- [Brano di riferimento]
Di là dalla profonda ‘disistima’ politica delle forze che lo popolano, il ‘vulnus’ inferto (l’ennesimo) è gravissimo. In secondo luogo, questo Trattato di “cooperazione rafforzata”, riecheggiante nella forma bilaterale quello franco-tedesco di Aquisgrana (2019) che ha definito il direttorio che conta nell’Unione Europea, è da leggere, a nostro avviso, come terreno di convergenza tattica e al tempo stesso di confliggenza di prospettiva tra gli interessi francesi e quelli statunitensi, di cui l’attuale dirigenza italofona (esecutivo Draghi e presidenza Mattarella) è parte ancillare ancor più zelante dei precedenti esecutivi (vedasi ad es. il ddl “Concorrenza”).

Dal punto di vista della Francia per rafforzare il proprio posizionamento nell’Unione Europea, l’Italia serve sia nei suoi rapporti di riequilibratura con la Germania negli scenari post-Covid (scongiurando la prospettiva del ritorno austeritario sgradito al suo interno per il profondo malessere e divisioni sociali tanto più ora che in Germania si apre una nuova era politica post-Merkel) sia nei rapporti con gli Stati Uniti (si veda il significato della crisi Parigi-Washington sul Trattato Aukus) anche in relazione ai ‘nodi’ Russia, Cina e, di recente, Turchia.

Record di dati
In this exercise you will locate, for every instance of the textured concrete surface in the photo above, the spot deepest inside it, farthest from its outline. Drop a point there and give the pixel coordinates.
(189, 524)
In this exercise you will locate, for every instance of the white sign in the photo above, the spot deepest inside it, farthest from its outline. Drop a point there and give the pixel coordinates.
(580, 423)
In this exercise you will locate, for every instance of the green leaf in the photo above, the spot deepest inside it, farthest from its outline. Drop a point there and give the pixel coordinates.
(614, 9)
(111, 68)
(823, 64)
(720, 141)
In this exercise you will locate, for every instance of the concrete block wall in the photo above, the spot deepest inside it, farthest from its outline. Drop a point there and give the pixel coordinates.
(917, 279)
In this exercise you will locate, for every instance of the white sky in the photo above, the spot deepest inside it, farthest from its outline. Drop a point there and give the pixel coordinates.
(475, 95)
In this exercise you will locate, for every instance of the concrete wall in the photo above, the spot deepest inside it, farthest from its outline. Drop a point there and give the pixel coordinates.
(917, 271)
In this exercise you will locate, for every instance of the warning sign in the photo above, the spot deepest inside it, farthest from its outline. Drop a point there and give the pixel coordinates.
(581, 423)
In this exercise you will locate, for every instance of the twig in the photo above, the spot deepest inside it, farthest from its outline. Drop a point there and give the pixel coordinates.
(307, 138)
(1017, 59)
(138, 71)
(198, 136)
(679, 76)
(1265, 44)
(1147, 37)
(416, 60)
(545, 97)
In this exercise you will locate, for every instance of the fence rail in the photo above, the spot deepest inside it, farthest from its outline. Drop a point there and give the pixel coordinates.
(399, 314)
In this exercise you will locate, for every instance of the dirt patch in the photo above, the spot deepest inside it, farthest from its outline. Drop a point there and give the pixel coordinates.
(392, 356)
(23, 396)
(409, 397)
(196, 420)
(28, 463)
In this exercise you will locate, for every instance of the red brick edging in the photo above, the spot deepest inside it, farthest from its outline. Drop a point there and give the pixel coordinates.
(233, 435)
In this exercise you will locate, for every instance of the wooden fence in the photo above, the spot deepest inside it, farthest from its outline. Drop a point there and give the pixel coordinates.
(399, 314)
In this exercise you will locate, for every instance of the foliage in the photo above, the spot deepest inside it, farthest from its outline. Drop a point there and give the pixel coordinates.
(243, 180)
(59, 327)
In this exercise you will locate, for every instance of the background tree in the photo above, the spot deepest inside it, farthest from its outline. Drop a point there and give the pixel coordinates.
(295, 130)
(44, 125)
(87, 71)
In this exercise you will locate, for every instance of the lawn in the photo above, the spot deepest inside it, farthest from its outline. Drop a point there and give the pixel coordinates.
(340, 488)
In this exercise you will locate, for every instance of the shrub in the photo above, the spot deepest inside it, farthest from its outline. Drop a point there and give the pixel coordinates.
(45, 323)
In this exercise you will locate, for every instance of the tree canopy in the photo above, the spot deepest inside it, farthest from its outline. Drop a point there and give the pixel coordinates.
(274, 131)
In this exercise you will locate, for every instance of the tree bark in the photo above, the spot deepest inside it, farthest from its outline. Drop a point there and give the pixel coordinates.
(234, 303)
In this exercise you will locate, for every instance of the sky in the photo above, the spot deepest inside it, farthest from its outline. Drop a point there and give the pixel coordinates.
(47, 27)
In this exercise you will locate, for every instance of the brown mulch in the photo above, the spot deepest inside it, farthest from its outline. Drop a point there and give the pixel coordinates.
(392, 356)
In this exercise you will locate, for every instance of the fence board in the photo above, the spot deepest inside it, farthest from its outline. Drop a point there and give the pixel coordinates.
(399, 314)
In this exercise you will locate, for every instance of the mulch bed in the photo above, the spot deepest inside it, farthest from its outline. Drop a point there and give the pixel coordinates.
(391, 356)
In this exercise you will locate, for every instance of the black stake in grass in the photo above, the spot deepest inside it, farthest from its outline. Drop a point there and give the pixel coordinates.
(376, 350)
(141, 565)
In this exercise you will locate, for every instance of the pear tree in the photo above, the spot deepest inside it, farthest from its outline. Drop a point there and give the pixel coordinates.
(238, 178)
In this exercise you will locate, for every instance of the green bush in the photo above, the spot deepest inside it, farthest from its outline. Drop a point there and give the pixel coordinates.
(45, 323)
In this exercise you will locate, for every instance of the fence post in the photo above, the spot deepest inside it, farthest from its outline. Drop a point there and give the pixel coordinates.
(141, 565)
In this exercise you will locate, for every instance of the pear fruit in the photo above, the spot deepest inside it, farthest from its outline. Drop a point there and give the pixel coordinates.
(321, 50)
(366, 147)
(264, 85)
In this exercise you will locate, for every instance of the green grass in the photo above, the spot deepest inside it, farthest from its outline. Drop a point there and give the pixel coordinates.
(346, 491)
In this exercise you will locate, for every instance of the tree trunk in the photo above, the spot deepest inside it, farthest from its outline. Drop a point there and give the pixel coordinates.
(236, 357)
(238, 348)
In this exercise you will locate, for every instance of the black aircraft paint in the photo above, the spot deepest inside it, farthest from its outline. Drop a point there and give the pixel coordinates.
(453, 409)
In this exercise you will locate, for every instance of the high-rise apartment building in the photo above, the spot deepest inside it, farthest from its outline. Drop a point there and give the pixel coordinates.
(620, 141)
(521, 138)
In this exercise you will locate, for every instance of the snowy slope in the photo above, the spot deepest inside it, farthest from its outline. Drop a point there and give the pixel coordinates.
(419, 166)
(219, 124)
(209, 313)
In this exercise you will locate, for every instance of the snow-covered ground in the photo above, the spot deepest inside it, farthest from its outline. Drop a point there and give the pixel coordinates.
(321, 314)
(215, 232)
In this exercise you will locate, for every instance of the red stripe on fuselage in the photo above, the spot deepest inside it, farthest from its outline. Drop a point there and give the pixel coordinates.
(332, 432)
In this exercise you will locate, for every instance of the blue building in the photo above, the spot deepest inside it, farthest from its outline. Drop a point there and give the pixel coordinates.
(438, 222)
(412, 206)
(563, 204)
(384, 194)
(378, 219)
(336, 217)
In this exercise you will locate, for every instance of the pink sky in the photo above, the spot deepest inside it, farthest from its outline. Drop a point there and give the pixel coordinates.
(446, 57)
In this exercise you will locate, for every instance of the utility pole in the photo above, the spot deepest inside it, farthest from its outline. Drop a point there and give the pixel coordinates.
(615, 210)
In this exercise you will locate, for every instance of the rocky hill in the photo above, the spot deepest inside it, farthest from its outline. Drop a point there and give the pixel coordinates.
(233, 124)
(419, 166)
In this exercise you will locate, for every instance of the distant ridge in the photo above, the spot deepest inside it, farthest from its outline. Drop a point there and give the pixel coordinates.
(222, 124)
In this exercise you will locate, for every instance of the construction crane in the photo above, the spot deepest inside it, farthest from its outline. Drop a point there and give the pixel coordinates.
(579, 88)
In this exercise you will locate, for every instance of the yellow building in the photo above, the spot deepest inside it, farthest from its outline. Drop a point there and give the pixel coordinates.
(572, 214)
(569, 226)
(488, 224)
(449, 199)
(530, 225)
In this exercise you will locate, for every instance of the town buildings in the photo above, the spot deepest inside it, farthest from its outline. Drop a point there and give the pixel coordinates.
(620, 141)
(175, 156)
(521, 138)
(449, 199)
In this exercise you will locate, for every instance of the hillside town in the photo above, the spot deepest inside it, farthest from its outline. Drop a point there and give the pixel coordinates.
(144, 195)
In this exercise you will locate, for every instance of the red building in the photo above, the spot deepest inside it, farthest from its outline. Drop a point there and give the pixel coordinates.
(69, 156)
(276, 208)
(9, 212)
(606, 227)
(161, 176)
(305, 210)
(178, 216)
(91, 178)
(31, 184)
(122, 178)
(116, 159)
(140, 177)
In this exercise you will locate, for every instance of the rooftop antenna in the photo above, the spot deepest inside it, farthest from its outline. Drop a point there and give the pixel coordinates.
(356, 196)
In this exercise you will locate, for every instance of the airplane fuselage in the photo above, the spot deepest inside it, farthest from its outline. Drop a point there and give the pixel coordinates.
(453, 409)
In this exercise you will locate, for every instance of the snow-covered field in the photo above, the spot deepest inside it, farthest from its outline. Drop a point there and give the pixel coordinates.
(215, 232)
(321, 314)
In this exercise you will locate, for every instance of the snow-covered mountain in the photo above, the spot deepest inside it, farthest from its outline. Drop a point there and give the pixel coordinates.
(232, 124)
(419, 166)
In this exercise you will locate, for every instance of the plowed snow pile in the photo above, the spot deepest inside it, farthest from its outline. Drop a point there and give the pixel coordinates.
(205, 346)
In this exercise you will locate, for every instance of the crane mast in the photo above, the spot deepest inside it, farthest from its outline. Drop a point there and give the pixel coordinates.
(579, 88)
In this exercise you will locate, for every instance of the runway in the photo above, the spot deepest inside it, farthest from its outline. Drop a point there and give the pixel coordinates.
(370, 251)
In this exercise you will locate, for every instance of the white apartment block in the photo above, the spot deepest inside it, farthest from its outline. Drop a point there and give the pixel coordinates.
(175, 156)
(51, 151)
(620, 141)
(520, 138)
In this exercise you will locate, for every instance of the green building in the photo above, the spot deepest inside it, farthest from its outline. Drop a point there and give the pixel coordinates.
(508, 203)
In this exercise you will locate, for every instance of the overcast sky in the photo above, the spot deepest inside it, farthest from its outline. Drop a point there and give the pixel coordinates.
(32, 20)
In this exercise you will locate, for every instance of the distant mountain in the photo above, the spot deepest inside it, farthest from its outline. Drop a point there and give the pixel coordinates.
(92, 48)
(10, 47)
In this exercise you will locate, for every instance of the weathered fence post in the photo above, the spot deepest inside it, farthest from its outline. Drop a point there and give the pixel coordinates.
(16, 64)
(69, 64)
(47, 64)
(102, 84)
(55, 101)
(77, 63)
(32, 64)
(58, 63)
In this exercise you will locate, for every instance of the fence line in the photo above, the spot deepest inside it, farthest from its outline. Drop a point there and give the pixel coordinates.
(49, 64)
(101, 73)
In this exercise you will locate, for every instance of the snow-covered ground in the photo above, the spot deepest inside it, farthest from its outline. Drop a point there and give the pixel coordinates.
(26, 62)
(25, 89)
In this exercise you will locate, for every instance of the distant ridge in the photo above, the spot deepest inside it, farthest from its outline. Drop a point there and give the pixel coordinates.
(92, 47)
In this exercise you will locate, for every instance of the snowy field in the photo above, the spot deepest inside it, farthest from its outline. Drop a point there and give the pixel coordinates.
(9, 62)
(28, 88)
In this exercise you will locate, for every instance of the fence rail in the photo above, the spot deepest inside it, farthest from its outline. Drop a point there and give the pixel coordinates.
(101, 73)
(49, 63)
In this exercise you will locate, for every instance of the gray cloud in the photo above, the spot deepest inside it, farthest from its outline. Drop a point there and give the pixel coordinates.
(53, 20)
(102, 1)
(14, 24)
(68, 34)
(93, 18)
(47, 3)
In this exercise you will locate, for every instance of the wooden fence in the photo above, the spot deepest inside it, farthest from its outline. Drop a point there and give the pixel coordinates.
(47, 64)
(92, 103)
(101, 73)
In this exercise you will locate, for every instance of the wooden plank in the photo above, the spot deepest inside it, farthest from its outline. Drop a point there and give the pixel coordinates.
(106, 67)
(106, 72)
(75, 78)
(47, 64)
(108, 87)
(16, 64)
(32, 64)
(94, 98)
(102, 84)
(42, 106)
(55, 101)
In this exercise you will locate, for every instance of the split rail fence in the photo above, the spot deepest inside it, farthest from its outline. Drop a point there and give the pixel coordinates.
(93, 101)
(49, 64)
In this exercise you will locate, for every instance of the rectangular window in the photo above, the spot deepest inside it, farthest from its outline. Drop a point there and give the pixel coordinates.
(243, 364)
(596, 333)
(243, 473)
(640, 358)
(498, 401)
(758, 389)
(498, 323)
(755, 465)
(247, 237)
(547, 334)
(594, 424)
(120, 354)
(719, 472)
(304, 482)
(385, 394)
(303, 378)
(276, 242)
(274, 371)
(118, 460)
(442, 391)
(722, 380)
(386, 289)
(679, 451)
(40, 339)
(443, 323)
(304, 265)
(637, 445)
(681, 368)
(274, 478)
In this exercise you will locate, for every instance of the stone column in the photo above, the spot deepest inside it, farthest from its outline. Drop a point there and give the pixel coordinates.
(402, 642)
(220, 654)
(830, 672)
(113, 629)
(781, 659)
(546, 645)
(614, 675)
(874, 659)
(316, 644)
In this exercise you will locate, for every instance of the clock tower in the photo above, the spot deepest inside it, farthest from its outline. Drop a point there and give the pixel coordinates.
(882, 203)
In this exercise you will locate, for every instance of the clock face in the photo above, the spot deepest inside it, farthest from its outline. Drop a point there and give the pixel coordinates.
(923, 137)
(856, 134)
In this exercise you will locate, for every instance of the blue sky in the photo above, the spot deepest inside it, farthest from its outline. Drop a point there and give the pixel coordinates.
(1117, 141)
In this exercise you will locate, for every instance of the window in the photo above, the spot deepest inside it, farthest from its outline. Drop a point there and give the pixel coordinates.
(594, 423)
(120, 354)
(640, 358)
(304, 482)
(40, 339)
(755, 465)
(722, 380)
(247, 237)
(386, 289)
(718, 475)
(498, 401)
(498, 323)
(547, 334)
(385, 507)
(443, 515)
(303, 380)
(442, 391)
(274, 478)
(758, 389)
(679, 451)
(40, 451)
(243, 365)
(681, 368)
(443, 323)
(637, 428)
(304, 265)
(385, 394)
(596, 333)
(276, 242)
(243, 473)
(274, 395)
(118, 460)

- [Cosa si richiede]
Riprendi il brano sul Trattato di cooperazione rafforzata tra Francia e Italia e prosegui la stesura subito dopo la sua ultima frase.

- [Risposta al compito]
Non è da dimenticare che Draghi, in Francia, non è mal visto per aver contrastato, sia pur in senso atlantico, l’ortodossia finanziaria dei tedeschi e aver protetto l’euro nella crisi del 2010.

Parigi si fa ‘sovranista europea’ perché concepisce la UE e l’euro come strumento di una propria riaffermazione come potenza regionale (nella UE, nei Balcani, nel Mediterraneo e nell’Africa particolarmente subsahariana) e mondiale (ambizioni indo-pacifiche). In scia di ciò, per Parigi c’è già una dominanza sull’Italia (si ricordi il 2011 in Libia) che ha fatto man bassa e a basso costo delle nostre imprese negli ultimi anni con scalate bancarie e acquisizioni di beni patrimoniali anche decisivi (da pezzi di Fincantieri alle telecomunicazioni, ecc.), con l’obiettivo di rafforzare nella UE il proprio settore strategico (la Difesa e le telecomunicazioni, ad esempio) e potenziare il peso della propria politica estera controbilanciando lo strapotere germanico.

Dal punto di vista degli USA, degli interessi atlantici, che sono la stella polare rivendicati pubblicamente più volte da Draghi (già nel suo discorso di investitura in Parlamento) per la sua barra di governo, l’Italia con la fuoriuscita della Gran Bretagna dalla UE copre un vuoto subordinato e funzionale alle direttrici geopolitiche della Casa Bianca.

Ogni amministrazione USA, quella di Biden inclusa, ha sempre puntato ad un’Unione Europea con gli Stati del continente ‘tutti dentro e la Germania sotto’.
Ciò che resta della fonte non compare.